## ENTRIES SUPPLIED:
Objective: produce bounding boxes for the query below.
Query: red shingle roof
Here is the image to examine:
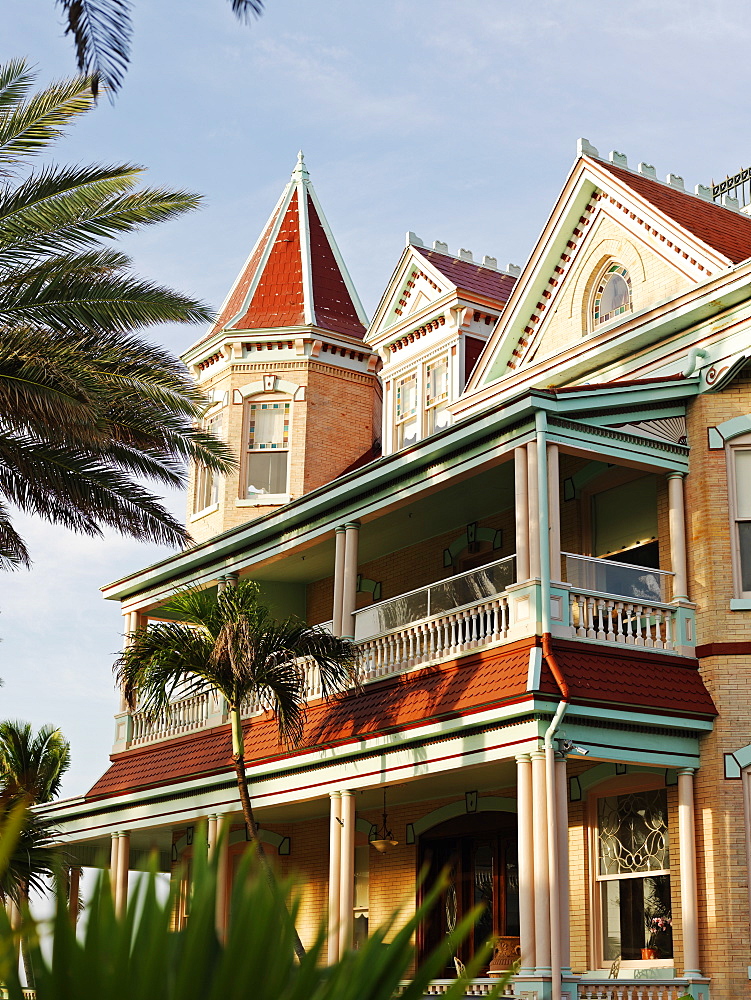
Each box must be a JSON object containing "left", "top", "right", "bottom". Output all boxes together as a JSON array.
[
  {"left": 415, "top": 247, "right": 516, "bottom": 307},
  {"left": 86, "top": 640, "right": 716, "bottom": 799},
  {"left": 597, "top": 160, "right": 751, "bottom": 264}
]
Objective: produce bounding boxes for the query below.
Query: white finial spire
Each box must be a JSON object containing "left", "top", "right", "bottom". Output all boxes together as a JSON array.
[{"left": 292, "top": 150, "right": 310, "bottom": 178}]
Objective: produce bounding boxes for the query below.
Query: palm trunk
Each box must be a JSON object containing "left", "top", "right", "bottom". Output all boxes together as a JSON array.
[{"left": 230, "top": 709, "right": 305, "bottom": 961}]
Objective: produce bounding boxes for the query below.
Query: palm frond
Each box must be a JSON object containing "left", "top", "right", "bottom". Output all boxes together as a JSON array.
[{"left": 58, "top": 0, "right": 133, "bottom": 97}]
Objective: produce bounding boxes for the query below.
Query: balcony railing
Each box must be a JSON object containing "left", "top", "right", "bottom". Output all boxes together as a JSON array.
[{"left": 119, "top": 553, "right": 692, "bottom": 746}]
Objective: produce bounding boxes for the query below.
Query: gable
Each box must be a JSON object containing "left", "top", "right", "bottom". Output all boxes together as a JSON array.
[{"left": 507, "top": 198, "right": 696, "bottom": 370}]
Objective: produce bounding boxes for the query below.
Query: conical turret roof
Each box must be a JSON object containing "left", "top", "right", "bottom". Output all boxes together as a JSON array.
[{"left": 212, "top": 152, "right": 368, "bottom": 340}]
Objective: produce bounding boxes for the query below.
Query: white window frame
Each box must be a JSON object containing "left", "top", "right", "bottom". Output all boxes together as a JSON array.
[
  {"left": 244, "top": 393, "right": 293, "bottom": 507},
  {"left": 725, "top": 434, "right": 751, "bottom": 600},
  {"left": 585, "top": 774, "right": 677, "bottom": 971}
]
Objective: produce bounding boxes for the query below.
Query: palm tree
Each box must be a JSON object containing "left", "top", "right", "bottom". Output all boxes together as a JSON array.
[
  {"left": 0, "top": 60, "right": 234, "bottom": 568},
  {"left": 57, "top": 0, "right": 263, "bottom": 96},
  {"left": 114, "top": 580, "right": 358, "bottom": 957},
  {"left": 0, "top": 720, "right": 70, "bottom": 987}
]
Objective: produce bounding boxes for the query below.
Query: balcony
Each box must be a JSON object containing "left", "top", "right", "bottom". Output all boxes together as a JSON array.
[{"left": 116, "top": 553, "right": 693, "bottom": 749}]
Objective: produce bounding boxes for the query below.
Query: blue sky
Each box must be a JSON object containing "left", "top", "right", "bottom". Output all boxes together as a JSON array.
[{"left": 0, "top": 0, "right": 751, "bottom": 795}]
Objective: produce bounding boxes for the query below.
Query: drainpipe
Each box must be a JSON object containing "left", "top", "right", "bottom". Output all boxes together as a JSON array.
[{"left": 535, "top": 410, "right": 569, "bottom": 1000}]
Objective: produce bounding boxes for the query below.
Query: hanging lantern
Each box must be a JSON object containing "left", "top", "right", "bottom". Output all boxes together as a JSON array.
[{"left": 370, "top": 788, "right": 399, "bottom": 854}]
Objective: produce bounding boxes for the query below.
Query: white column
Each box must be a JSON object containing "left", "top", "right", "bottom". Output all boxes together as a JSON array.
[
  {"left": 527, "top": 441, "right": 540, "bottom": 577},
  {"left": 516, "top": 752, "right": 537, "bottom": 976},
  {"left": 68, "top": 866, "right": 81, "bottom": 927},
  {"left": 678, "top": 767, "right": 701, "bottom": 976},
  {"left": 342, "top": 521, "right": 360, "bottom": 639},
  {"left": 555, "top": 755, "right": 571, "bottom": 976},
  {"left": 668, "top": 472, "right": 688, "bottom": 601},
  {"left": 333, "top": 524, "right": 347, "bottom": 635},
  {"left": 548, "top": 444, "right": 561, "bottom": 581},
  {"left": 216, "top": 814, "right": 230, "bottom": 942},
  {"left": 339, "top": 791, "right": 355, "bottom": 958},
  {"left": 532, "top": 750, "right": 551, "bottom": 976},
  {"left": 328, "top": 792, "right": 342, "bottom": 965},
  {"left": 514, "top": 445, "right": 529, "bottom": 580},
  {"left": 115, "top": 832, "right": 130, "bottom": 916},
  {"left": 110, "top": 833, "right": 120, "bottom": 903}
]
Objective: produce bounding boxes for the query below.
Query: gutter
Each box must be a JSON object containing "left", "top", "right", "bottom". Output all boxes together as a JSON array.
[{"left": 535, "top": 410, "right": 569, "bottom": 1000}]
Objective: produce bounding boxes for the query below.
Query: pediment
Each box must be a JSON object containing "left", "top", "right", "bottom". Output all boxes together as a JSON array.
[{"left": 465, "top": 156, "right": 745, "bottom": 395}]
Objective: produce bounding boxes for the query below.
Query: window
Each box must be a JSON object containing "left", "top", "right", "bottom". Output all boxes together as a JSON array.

## WHAT THE TASK REQUIRES:
Gather every line of the data above that contains the word "window", and copy each one in full.

## ANSWER TO THIS EXERCISE:
Query: white window frame
Query: window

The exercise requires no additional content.